## DOCUMENT SEGMENT
At the mountain, we see the last week’s gospel lesson where the other nine were involved in a huge argument with some people in the crowd involving a boy with an unclean spirit. They could not cast this demonic spirit out of the boy, so Jesus takes this boy immediately and heals him. Later, when they were alone with Jesus, the disciples asked, “Why could we not cast it out?” He said to them, “This kind can be driven out by nothing except by prayer.”

Leaving that place, the disciples were along with Jesus, and he said to them, “The Son of Man is going to be delivered into the hands of men, and they will kill him, and when he is killed, after three days he will rise.” Then today’s text says, “But they did not understand the saying and were afraid to ask him.” Now walking on the road to Capernaum, instead of the disciples pondering the words of Jesus that he had been speaking into their ears and all of the miracles their eyes have seen, they argued. They argued.

They were arguing about who is the greatest among them. I can just hear Peter walking along the roadway, “If I had been at the base of the mountain, I could have cast out that demonic spirit. I am greater than you. I have more gifts and talents than you. My way is always right.” And then it was probably echoed by the other ones as they responded. Pride, envy, arrogance, jealousy, oozing out of each and every one of them as words followed.

Jesus, sitting on the floor, called the twelve unto Himself. Jesus knew that the end was near, so He continued to prepare them for the battle that they would be facing in the near future. And he said to them, “If anyone would be first, he must be last of all and servant of all.” Their limited intellect and their personal experiences struggled in the understanding of Jesus’s words. They were looking at it through the lenses of man and not of the lenses of God.

To be first, one must be last. How can a people be at the top by being on the bottom? Not only on the bottom, but being a servant to everyone above you. Their perspective of ranking of life was conflicting with Jesus’ words. Then He took a child who was ranked in the lowest of society to stand before them. Taking him in His arms, He tells them, “Whoever receives one such child in my name receives me, and whoever receives me receives not me but he who sent me.”

To be first, one must be lower than the children and to serve them. This paradoxical statement would stick in their memory. The freshman would eventually walk the hallways and into that long and dark tunnel only to see their coach collapse, lifelessly lying there on the ground. They went out to the edge of the arena floor without him, full of fear, and then looking back to the opening of the tunnel, they saw their coach waving at them.

They noticed the beam of light that had been seen at the entrance of the tunnel, and it was created by the sun shining through an opening in the structure. They gathered together to encourage one another, saying that they had the coach’s words, his training, the presence of his coaching staff to lead them. With the coach’s words, their minds were open to understand that they were not to fight for or about individual greatness, but for each of them to serve one another in their specific positions.

## SUPPLIED ENTRIES
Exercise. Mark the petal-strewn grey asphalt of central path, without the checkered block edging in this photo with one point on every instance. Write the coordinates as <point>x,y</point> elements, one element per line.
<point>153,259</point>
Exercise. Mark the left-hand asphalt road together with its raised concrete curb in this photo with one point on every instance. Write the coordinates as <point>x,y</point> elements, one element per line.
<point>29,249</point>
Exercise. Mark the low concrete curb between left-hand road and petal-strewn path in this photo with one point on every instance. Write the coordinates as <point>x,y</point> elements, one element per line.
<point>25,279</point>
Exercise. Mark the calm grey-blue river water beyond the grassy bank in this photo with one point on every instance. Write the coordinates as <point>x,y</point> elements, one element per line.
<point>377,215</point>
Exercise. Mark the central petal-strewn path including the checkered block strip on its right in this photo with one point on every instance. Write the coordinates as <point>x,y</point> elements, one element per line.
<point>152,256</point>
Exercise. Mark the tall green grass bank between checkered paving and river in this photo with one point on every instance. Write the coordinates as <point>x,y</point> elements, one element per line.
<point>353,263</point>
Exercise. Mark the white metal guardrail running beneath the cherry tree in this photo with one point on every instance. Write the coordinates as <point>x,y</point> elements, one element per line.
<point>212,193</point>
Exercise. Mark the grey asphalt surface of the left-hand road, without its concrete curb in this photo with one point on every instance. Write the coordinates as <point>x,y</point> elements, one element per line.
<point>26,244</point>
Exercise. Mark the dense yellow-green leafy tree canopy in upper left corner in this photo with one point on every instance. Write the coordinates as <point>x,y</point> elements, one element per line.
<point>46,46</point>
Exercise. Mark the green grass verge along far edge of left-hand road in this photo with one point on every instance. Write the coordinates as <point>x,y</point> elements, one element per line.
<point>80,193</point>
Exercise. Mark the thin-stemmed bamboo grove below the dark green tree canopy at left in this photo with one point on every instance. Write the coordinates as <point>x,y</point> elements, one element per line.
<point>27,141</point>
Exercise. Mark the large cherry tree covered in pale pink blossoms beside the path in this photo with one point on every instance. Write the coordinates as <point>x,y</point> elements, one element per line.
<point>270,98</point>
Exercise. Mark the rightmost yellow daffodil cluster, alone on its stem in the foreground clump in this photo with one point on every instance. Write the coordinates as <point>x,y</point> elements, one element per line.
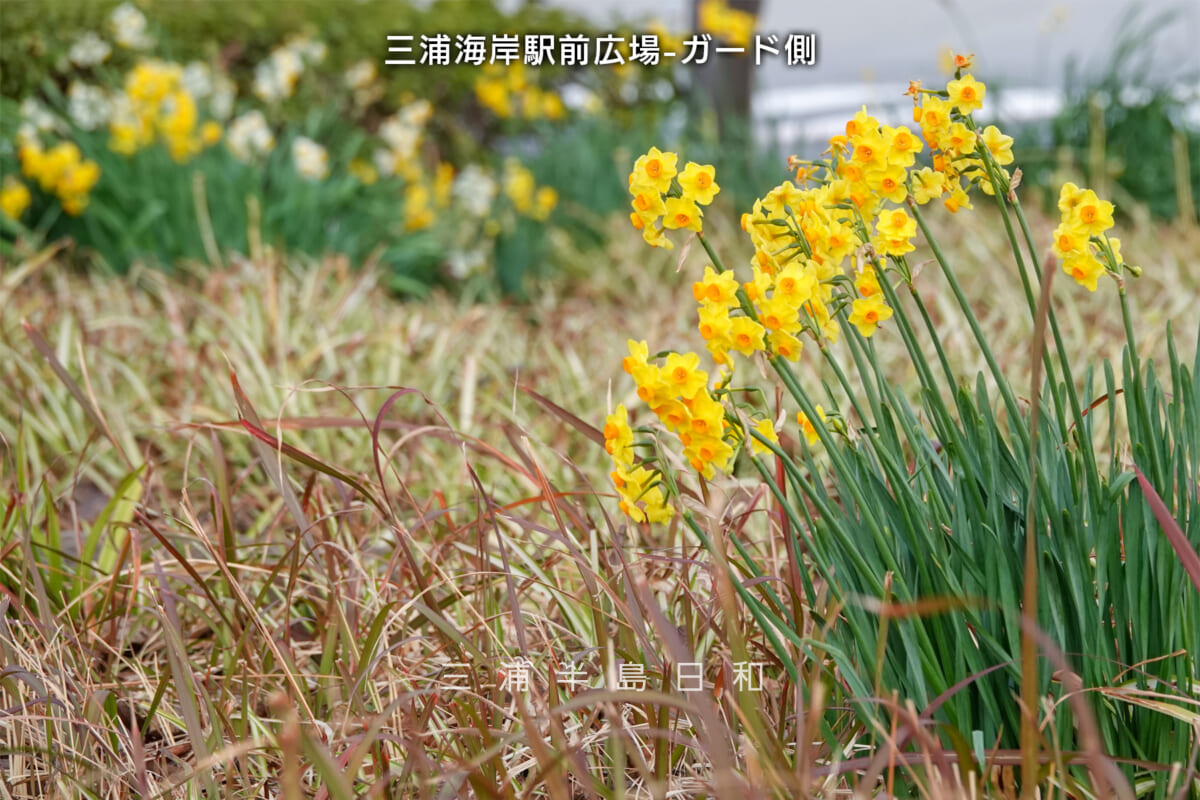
<point>1081,242</point>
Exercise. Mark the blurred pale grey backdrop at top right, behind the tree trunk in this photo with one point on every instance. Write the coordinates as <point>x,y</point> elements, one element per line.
<point>1027,43</point>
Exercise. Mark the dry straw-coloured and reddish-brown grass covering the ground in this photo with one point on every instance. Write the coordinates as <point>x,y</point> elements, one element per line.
<point>201,651</point>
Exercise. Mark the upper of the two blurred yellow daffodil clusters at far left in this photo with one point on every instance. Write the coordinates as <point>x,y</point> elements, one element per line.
<point>157,105</point>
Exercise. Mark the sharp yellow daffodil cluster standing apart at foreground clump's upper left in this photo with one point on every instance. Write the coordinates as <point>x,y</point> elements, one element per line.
<point>664,195</point>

## EXPLORE THE MATERIAL
1 > Based on the sermon on the disciples' argument, decide whether each statement below agrees with it. For each one, answer yes or no and quote the exact words from the sermon that settle it.
(a) The disciples understood Jesus's saying about being delivered into the hands of men.
(b) Jesus told the disciples that this kind of spirit could be driven out only by prayer.
(c) The beam of light at the tunnel entrance came from the sun shining through an opening in the structure.
2 > Proceed with the sermon on the disciples' argument, picking up right after its final sentence.

## ANSWERS TO THE TASKS
1 >
(a) No: "But they did not understand the saying and were afraid to ask him."
(b) Yes: "This kind can be driven out by nothing except by prayer."
(c) Yes: "it was created by the sun shining through an opening in the structure."

2 >
Then, in their unity, they could face the opposing forces and all of the ploys. Jesus and His disciples would journey the hallways down the Jordan Rift, and at Jericho, the ascent to the Mount of Olives for Jesus to ride a donkey down and across the Kidron Valley to enter through the eastern gate of the city of the great king. It was at the end of the week the disciples were approaching the entrance of that long, dark tunnel during one night in the garden where Jesus was arrested.

They saw him falsely accused, drugged through an illegal trial, beaten, whipped, sentenced to death, and crucified upon a cross, innocent of any and all crimes. For three days in their darkness, they hid because of the sadness of their loss and for the fear of their lives. On the third day, they were hearing stories. That night, Jesus appeared to them, showing the marks of the crucifixion. Jesus was not dead, but alive.

For 40 days, Jesus would appear to His disciples, and at one time, He appeared to over 500 of them. That beam of light that was at the end of that dark tunnel was the stone rolled away and the empty tomb. St. Luke records Jesus in the presence of His disciples. He opened their minds to understand the Scriptures and said to them, “Thus it is written, that the Christ should suffer, and on the third day rise from the dead, and that repentance and forgiveness of sins should be proclaimed in His name to all nations, beginning in Jerusalem. You are witnesses of these things. And behold, I am sending the promise of my Father upon you. Stay in the city until you are clothed with the power on high.”

Now from this side of the cross, through God’s means of grace, the Apostles now understand Jesus’s words. You know that rulers of Gentiles lord it over them, and the great ones exercise authority over them. It shall not be so among you, but whoever would be great among you must be your servant, and whoever would be first among you must be your slave, even as the Son of Man came not to be served, but to serve, and to give his life as a ransom for many.

Acts 2 is the day fulfilled. With the manifestation of the Holy Spirit, the Apostle stood in the streets, proclaiming the good news of the forgiveness of sins won and displayed with Jesus’ death on the cross and vacating the tomb with the resurrection from the dead. Jesus is the Christ. Jesus is the Son of God. Looking to the crucifixion and the closing of the tomb, the Apostles were fearful, but now looking back at the empty cross and seeing Jesus alive outside the empty tomb, they are fearless.

In their leadership roles, with the authority of Christ Jesus and with the help of the Holy Spirit, they would be last of all and servants of all as they go as His sent ones. But where do we fit in this great drama? The apostles proclaimed the gospel message in the great arena that spanned around the world to the opposing forces. And for almost the last 20 centuries, through the power of God’s Word and the working of the Holy Spirit, God has been transferring people from the opposing forces into His kingdom.

Through the means of grace, the church, the body of believers, the family of God has grown and scattered around the world and is still happening today. This is where we are. We have been transferred by the water and the words of God into the army of God, and through the eyes of faith, made possible by the Word and Spirit, we too look back and cling to the words and works of Jesus for us.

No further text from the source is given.